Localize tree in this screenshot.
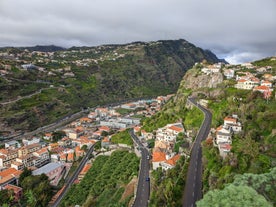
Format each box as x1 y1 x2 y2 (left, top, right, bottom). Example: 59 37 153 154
0 189 13 206
81 144 87 151
21 174 52 207
196 184 272 207
25 190 37 207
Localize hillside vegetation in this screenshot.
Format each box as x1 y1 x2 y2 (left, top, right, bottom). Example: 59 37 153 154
60 151 139 207
0 40 219 133
143 58 276 206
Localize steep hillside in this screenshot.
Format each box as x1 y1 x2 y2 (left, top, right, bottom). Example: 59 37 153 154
0 40 219 131
143 58 276 206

--------------------------------

Switch every "screenshot" to "image" and write out the records again with nothing else changed. Leave the pictures out.

Localize tree in this image.
Format each box as x1 y1 x2 y2 (left, top, right, bottom). Example: 59 37 153 154
0 189 13 206
81 144 87 151
21 174 52 207
196 184 272 207
25 190 37 207
Localize hillside vegetation in this image.
Format each box as x1 y1 x2 y2 (left, top, right, bottom). Example: 59 37 153 154
60 151 139 207
0 40 219 133
143 58 276 206
Localize steep hillside in this image.
Format each box as x1 y1 x2 y2 (left, top, right, bottom). Example: 59 37 153 154
0 40 219 131
143 58 276 206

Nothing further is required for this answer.